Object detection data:

((

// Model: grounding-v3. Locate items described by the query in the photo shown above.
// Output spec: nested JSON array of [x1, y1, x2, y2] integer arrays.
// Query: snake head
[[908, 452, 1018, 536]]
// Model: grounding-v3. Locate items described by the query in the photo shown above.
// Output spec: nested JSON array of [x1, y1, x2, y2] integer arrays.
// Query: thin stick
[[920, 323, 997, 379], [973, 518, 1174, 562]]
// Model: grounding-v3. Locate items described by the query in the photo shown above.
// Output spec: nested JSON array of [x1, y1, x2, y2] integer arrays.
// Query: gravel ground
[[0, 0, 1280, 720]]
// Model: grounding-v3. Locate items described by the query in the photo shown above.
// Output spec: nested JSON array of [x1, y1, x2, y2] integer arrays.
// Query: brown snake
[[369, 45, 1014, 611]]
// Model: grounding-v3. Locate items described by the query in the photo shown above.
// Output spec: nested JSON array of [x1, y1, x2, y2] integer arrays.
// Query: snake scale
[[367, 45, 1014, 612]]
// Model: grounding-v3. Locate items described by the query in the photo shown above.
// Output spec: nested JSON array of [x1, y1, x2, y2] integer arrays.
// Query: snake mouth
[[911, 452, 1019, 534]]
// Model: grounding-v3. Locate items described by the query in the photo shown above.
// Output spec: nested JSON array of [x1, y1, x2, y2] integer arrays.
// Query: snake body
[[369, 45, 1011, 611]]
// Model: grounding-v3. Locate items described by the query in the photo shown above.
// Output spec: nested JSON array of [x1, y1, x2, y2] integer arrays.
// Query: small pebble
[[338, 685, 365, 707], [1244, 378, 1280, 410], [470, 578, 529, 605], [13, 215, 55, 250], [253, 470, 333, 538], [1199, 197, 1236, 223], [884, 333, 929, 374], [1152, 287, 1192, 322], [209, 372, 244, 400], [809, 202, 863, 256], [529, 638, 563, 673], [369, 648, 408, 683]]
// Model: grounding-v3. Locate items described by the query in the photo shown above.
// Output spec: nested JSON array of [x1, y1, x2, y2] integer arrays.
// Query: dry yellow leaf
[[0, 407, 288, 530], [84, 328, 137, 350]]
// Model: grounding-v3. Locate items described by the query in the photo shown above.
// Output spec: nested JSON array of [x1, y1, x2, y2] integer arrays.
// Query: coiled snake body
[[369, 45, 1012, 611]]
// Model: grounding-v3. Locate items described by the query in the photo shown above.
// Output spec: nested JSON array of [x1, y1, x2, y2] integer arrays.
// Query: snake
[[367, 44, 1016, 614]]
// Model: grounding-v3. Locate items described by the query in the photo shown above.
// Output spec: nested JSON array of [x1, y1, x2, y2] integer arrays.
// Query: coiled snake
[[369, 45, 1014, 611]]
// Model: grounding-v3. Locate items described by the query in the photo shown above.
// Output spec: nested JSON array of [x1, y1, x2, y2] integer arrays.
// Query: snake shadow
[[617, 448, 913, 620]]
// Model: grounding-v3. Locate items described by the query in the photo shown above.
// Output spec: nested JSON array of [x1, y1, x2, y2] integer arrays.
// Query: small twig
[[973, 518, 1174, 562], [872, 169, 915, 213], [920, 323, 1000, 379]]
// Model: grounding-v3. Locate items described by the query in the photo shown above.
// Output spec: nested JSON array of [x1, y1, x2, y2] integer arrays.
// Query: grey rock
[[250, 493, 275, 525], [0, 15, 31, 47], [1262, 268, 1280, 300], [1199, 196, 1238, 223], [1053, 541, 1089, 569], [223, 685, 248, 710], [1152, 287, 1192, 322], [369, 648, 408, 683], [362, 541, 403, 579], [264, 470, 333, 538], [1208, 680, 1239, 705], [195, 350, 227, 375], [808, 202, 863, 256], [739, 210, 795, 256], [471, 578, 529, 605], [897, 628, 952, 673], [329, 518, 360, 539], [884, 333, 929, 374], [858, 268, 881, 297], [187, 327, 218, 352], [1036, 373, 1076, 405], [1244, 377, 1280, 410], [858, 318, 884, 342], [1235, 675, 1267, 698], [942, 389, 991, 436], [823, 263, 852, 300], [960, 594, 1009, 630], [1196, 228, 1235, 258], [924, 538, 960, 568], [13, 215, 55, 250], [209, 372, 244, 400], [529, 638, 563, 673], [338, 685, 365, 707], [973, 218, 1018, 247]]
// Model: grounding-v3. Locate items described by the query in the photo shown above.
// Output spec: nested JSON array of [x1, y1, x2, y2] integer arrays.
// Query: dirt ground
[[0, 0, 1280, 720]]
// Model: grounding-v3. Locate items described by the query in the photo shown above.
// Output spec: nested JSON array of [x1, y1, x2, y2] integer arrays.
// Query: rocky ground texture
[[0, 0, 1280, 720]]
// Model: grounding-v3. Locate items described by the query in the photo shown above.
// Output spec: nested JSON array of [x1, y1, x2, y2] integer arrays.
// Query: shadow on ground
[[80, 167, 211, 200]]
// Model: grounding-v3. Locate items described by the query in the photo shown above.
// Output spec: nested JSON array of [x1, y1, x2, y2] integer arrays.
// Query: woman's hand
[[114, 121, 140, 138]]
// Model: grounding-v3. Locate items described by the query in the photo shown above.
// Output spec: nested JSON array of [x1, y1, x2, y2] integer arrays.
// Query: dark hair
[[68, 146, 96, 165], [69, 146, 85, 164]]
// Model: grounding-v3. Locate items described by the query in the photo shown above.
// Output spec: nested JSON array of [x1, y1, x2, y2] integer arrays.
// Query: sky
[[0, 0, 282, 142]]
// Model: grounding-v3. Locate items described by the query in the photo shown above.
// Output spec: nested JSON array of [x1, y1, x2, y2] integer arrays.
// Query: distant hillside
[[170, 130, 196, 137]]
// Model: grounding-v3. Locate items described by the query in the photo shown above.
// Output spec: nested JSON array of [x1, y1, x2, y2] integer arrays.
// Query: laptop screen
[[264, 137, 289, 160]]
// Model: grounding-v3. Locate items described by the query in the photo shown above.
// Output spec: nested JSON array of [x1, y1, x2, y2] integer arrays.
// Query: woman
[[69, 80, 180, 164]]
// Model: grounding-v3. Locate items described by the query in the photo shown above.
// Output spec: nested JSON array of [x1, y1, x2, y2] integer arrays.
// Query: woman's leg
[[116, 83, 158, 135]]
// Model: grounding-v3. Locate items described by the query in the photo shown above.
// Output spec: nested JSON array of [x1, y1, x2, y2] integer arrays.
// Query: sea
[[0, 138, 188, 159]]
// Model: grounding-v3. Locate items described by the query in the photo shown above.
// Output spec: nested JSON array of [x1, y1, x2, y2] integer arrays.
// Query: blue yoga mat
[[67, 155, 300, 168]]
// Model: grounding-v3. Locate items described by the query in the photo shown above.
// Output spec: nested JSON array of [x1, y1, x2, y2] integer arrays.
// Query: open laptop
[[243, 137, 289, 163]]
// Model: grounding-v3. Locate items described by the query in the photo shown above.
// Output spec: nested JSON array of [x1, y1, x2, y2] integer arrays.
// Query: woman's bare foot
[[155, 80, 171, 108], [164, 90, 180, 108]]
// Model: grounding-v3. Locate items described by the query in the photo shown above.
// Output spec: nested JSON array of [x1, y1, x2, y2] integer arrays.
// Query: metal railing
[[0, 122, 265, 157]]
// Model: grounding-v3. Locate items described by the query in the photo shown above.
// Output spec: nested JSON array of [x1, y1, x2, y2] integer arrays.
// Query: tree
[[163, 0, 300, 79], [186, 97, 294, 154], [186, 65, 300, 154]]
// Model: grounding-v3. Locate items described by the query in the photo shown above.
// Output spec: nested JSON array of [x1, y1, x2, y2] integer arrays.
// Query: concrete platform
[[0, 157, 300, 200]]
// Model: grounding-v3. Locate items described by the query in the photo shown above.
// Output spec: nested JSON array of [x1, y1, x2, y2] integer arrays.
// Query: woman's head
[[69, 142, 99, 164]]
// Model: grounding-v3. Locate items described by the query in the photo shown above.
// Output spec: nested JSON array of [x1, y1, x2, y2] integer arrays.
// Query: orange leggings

))

Written problem:
Count the lines in the records above that contain the string "woman", and reply with the number alone.

Correct answer:
5